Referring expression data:
#####

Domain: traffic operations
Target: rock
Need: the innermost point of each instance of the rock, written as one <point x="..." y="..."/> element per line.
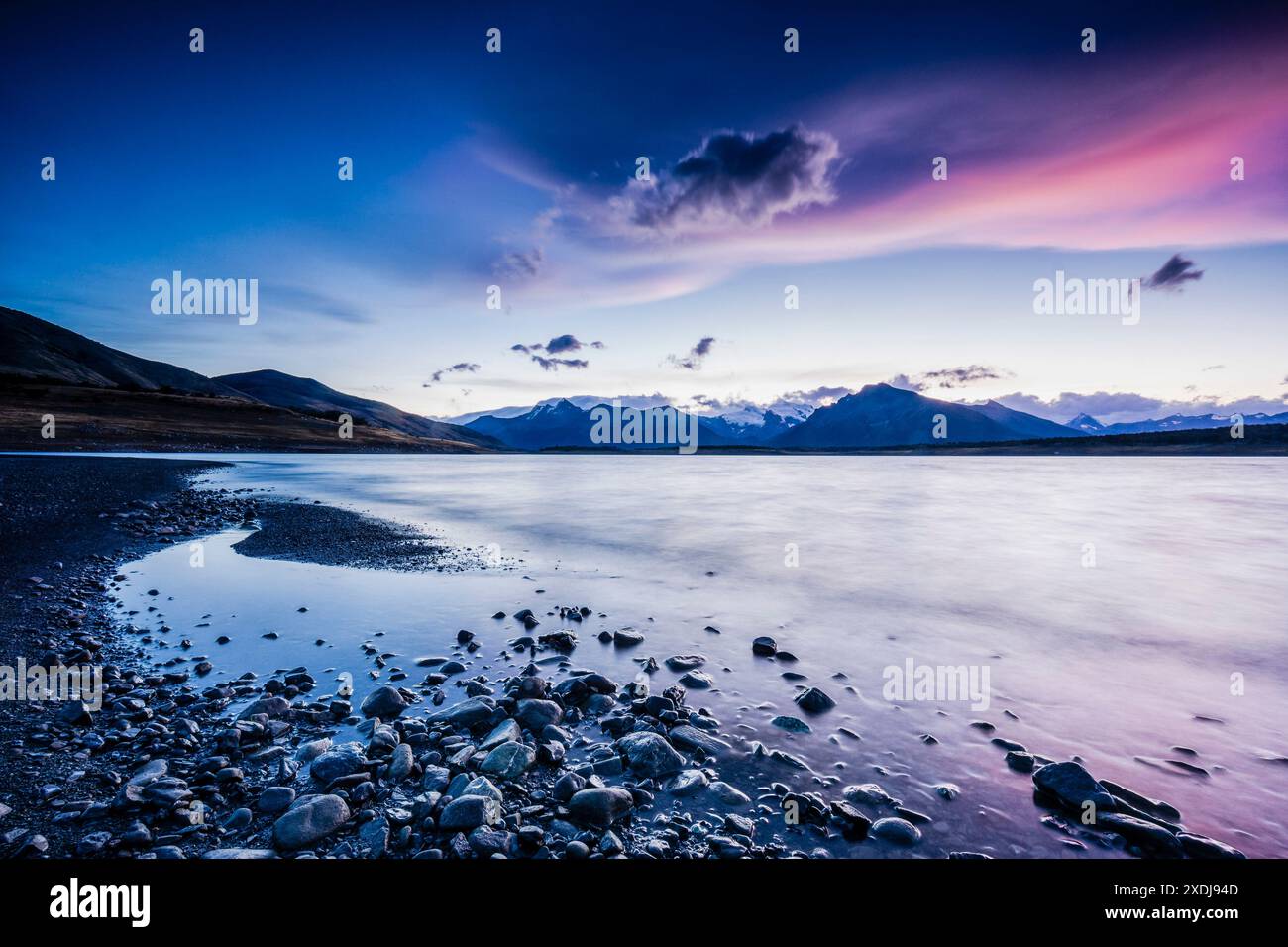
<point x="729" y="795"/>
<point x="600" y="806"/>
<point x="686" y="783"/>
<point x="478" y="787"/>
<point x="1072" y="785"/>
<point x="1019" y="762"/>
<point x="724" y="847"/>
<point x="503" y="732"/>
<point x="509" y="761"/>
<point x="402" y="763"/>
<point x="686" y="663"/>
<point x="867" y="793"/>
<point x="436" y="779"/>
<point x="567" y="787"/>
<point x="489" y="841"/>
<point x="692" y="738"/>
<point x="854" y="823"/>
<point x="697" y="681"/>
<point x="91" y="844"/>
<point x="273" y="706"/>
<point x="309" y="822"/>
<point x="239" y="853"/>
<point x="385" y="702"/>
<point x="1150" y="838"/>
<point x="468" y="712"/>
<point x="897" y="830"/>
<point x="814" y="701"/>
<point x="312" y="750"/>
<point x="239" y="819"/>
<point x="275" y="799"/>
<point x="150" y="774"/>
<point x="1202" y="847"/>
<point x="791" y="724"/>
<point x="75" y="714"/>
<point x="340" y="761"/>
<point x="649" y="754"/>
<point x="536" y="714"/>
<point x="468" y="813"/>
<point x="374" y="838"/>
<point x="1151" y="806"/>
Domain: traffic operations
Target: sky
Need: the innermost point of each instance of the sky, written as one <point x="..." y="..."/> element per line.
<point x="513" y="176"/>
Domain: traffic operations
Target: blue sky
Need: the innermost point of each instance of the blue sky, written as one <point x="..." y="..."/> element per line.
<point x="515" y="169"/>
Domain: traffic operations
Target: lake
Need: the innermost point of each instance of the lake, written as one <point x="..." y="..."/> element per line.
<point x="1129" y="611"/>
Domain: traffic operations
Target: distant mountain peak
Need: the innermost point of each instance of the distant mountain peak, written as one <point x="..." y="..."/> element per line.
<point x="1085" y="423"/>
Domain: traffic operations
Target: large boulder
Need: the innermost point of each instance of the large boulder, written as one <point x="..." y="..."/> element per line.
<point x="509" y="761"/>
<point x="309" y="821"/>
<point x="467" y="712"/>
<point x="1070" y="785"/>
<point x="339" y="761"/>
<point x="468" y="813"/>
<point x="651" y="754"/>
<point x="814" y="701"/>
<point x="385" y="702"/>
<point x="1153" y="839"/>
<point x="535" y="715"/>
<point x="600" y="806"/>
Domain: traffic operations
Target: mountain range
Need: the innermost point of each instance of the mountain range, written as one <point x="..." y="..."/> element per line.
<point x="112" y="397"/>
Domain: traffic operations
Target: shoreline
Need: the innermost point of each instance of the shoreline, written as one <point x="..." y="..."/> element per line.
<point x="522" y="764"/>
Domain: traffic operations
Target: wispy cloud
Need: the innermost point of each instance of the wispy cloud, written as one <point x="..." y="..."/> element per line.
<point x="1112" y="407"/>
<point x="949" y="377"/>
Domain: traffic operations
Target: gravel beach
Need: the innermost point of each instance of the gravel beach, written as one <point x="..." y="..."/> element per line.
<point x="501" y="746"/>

#####

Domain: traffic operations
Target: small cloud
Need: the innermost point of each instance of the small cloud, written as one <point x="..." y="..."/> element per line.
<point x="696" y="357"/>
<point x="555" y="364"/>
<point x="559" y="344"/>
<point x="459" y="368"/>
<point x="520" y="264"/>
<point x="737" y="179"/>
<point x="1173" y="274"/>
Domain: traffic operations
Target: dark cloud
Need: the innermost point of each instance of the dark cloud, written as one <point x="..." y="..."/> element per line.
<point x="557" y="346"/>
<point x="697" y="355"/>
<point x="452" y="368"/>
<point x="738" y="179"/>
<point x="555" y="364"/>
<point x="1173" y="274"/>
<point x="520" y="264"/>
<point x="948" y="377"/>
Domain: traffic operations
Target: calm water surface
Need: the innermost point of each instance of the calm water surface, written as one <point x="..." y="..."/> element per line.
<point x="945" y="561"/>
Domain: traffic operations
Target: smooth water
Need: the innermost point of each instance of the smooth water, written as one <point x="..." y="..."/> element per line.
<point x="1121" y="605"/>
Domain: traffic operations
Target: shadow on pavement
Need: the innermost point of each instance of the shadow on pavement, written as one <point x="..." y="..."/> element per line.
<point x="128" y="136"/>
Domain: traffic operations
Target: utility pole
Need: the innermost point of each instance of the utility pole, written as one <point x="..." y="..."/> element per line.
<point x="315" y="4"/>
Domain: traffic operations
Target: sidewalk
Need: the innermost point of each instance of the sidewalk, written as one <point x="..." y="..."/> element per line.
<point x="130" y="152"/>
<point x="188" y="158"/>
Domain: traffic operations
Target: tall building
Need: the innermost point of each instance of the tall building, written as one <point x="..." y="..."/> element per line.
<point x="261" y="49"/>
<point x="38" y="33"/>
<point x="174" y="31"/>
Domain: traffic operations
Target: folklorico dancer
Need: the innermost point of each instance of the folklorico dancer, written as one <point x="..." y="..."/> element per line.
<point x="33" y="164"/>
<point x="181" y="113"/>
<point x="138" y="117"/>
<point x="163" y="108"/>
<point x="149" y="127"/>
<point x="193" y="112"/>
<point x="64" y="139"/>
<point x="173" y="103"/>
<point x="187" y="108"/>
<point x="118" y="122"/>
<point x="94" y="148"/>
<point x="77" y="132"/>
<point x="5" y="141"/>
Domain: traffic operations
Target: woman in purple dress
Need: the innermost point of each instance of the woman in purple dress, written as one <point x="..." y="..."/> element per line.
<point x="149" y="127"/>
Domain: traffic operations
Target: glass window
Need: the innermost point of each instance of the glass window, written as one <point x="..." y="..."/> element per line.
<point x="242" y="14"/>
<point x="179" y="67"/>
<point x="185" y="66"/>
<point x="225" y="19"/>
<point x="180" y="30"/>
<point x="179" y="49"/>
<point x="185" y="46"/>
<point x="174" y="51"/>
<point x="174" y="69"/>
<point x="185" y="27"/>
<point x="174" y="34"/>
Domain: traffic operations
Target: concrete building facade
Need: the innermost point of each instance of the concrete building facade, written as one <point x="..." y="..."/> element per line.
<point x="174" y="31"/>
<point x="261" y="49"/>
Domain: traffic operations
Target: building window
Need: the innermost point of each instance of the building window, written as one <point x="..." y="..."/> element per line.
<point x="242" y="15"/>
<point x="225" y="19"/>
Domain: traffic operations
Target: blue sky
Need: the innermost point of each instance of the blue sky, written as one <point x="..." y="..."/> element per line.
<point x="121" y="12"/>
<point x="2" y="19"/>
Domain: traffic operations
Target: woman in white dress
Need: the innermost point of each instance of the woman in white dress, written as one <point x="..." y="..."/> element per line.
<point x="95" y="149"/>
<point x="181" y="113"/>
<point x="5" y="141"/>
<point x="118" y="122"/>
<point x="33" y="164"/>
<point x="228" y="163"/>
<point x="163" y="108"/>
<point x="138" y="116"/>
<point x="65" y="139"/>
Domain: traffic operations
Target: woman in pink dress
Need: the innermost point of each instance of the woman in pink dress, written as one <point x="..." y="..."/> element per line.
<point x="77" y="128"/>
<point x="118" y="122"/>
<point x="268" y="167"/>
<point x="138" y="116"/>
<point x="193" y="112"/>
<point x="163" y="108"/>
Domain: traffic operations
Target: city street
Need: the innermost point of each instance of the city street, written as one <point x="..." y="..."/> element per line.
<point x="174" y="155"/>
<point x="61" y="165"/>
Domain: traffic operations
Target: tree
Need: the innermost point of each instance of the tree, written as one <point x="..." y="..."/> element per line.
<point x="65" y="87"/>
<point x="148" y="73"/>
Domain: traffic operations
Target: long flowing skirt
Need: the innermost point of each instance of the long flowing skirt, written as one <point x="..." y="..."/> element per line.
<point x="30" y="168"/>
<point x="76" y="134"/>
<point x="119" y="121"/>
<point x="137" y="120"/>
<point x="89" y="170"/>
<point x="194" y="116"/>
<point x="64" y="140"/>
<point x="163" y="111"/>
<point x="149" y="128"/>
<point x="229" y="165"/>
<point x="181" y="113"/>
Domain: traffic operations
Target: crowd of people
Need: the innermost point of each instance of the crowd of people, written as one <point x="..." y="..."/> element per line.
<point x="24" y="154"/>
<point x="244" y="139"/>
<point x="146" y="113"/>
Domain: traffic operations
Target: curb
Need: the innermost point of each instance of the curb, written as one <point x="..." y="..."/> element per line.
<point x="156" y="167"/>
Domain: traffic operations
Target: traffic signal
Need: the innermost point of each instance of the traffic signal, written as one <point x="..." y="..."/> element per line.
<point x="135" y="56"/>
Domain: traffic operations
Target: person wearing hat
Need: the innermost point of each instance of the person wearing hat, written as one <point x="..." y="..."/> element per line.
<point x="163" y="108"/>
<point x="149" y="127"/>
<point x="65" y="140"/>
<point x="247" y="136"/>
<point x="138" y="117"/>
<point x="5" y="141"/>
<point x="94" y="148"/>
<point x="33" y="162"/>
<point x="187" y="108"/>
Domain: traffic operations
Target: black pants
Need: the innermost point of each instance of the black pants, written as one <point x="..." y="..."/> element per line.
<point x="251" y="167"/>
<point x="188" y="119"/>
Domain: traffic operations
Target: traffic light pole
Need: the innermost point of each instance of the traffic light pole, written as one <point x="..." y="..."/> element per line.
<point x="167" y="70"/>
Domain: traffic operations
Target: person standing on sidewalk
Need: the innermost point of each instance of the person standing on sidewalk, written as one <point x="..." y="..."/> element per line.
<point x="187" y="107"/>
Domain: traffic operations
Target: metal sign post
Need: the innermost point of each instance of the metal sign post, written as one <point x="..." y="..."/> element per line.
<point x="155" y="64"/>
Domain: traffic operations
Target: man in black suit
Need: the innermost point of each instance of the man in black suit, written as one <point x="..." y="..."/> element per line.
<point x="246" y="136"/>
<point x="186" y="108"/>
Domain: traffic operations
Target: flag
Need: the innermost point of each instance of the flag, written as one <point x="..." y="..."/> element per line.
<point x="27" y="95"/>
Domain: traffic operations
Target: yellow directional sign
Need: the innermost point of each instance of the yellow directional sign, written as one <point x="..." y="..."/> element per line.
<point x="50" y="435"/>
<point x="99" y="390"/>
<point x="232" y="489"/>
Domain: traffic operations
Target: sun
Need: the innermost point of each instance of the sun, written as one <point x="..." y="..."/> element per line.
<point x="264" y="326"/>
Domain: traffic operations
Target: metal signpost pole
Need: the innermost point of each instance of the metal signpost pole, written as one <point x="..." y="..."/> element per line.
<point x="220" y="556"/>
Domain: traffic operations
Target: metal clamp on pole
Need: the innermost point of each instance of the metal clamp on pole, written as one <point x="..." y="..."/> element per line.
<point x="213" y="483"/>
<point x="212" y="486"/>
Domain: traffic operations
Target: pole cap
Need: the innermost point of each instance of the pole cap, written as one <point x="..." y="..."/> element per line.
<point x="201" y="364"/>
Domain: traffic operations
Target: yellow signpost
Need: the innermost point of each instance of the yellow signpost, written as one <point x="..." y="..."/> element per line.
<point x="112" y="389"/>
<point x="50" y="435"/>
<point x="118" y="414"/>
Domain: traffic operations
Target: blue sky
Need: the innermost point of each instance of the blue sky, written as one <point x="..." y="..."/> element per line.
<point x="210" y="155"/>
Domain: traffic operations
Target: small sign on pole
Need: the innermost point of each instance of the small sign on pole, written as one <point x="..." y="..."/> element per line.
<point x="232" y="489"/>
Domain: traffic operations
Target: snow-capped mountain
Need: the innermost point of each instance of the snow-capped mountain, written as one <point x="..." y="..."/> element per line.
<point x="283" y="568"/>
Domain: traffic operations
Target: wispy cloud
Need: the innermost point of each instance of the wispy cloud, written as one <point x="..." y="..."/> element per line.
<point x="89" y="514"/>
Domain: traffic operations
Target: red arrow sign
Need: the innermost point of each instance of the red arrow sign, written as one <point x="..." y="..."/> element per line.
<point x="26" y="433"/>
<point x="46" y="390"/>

#####

▸ What to produce: An exact copy of the lines above between the line holding "Need: the innermost point of each instance of the city" and the line holding "Target: tree", inclusive, is the whole answer.

▸ Finished task:
Need: the innermost point of each instance of the city street, written as one <point x="..." y="..."/> element per line.
<point x="174" y="155"/>
<point x="61" y="165"/>
Domain: traffic operations
Target: tree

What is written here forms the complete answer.